Start of Block

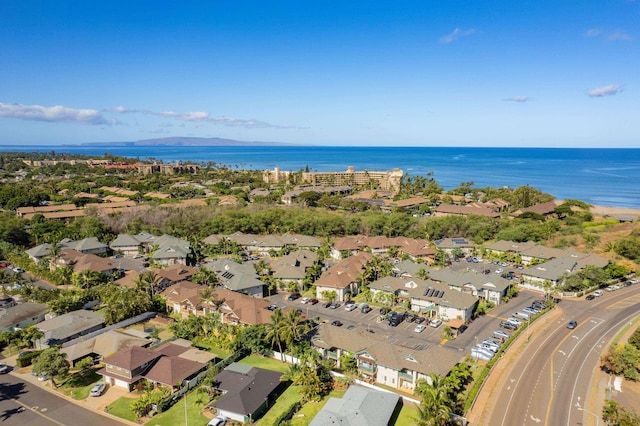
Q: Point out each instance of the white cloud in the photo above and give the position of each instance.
(593, 32)
(602, 91)
(617, 35)
(519, 99)
(52, 114)
(456, 34)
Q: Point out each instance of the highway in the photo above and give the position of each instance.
(549, 383)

End of Block

Try it.
Omit the pictures and output all remaining material exactly.

Task result.
Q: Point out each instance of the white cloud in the photo above and give the position of each instance.
(593, 32)
(602, 91)
(617, 35)
(519, 99)
(52, 114)
(456, 34)
Q: Point out each instance of the highway in the photo above and give the position of each instance.
(549, 383)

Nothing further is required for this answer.